---------- TEXT
Tone reproduction is the matching, modifying, or enhancing of output tones relative to the tones of the original document. It refers to the degree to which an image conveys the luminance ranges of an original scene (or, in the case of reformatting, of an image to be reproduced). It is the single most important aspect of image quality. Because all the components of an imaging system contribute to tone reproduction, it is often difficult to control. If the tone reproduction of an image is right, users will generally accept it, even if the other attributes are not ideal.
Evaluating the tone reproduction target will show how linearly the system works, e.g., with respect to density values. Linearity, in terms of scanner output in this case, means that the relationship of tonal values of the image is not distorted.
Reproducing the gray scale correctly does not necessarily result in optimal reproduction of the images; however, if the gray scale is incorrect, the image will not look good. The gray scale is used to protect the archive's investment in the digital scans. Having a calibrated gray scale associated with the image not only makes it partly possible to go back to the original stage after transformations but facilitates the creation of derivatives.
The most widely used values for bit-depth equivalency of digital images are 8 bits per pixel for monochrome images and 24 bits for color images. An eight-bit-per-color scanning device output might be sufficient for visual representation on today's output devices, but it might not capture all the tonal subtleties of the original. To accommodate all kinds of originals with different dynamic ranges, the initial quantization on the charge-coupled device (CCD) array side must be larger than eight bits.
CCDs work linearly to intensity. To scan images with a large dynamic range, 12 to 14 bits are necessary on the input side. If these bits are available to the user and can be saved, it is said that one has 'access to the raw scan.'
It is often possible to get only eight-bit data out of the scanner. The higher-bit file is reduced internally. This is often done nonlinearly (nonlinear to intensity, but linear in lightness or brightness or density). A distribution of the tones linear to the density of the original leaves headroom for further processing but will in most cases need to be processed before viewing.
Operator judgments regarding color and contrast cannot be reversed in a 24-bit RGB color system. Any output mapping different from that of the archived image must be considered. On the other hand, saving raw scanner data of 12 or 16 bits per channel with no tonal mapping can create problems for future output if the scanner characteristics are not well known and profiled.
As an option, a transformation can be associated with the raw scanner data to define the pictorial intent that was chosen at the time of capture. However, no currently available software allows one to define the rendering intent of the image in the scanner profile. The user usually sets rendering intent during output mapping. Software is available that allows the user to modify the scanner profile and to create 'image profiles.' That process is as work-intensive as regular image editing with the scanner or image processing software. Some of the profile will be read and used by the operating system, some by the application; this depends on how the color management is implemented.
--------------------
---------- DATASET ENTRIES
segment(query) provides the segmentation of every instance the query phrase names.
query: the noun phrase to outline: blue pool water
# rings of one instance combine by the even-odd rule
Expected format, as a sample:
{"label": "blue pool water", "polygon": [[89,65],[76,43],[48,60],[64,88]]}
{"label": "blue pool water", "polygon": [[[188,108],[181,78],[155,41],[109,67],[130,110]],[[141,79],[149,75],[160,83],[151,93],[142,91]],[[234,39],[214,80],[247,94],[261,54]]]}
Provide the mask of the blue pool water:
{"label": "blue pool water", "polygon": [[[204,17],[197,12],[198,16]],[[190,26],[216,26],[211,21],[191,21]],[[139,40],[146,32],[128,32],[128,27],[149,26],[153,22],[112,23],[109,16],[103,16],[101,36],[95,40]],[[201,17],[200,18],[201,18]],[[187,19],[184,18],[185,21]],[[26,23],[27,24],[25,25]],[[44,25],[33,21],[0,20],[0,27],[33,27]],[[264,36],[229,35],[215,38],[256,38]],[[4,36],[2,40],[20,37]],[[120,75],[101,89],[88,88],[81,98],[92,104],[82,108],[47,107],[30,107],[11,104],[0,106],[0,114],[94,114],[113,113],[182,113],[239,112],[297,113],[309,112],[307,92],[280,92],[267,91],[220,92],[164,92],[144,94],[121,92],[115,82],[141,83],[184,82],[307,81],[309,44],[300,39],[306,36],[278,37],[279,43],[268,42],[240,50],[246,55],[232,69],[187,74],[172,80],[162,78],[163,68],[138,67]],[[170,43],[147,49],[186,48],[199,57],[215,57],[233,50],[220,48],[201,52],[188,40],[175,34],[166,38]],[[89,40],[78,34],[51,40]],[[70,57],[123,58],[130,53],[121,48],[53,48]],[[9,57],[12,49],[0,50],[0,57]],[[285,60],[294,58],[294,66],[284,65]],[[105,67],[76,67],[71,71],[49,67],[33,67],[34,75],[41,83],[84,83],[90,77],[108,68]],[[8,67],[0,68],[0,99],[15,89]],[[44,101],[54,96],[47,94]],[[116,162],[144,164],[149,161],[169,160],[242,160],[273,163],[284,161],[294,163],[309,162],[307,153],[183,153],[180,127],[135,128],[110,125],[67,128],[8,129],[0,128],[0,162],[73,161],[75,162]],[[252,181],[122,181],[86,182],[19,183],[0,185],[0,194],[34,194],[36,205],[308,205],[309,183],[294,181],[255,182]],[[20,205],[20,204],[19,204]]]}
--------------------
■ ACTIONS TO TAKE ■
a) Swap "blue pool water" for "swimming pool water" in the entries from the start through the line containing "Provide the mask", and leave everything else unchanged.
b) Carry on the text about tone reproduction from its last sentence.

■ ANSWER SET ■
a)
segment(query) provides the segmentation of every instance the query phrase names.
query: the noun phrase to outline: swimming pool water
# rings of one instance combine by the even-odd rule
Expected format, as a sample:
{"label": "swimming pool water", "polygon": [[89,65],[76,43],[48,60],[64,88]]}
{"label": "swimming pool water", "polygon": [[[188,108],[181,78],[155,41],[109,67],[130,110]],[[141,79],[149,75],[160,83],[151,93],[142,91]],[[234,39],[214,80],[247,94],[261,54]]]}
Provide the mask of the swimming pool water:

b)
Because the output is not known at the time of archiving, it is best to stay as close as possible to the source, i.e., the scanning device. In addition, scanning devices should be well characterized spectrally, and the information should be readily available from the manufacturers.
Tone reproduction is applicable only if an output device is chosen to reproduce the images. Therefore, for objective testing one should refer to testing the Opto-Electronic Conversion Function (OECF) as explained in Guide 2 (ISO 14524/FDIS, ISO/TC42 January 1999).
Because the data resulting from the evaluation of the tone reproduction target are the basis for all subsequent parameter evaluations, it is important that this test be done carefully. In cases where data are reduced to eight bits, the OECF data provide a map for linearizing the data to intensity by applying the reverse OECF function. This step is needed to calculate all the other parameters. In the case of 16-bit data, linearity to transmittance and reflectance are checked with the OECF data. Any processing to linearize the data to density will occur later.
Neutral gray scale patches that vary from dark to light are used as targets (see Guide 3, Figure 4). This target characterizes the relationship between the input values and the digital output values of the scanning system. It is used to determine and change the tone reproduction. The digital values of the gray patches are determined in full-featured imaging software and compared with those of the target. The outcome of this test will either be the same as that for the benchmarking process or will show whether any requirements for tone reproduction are met.
See also, Guide 2, Tone Reproduction or Tonal Fidelity.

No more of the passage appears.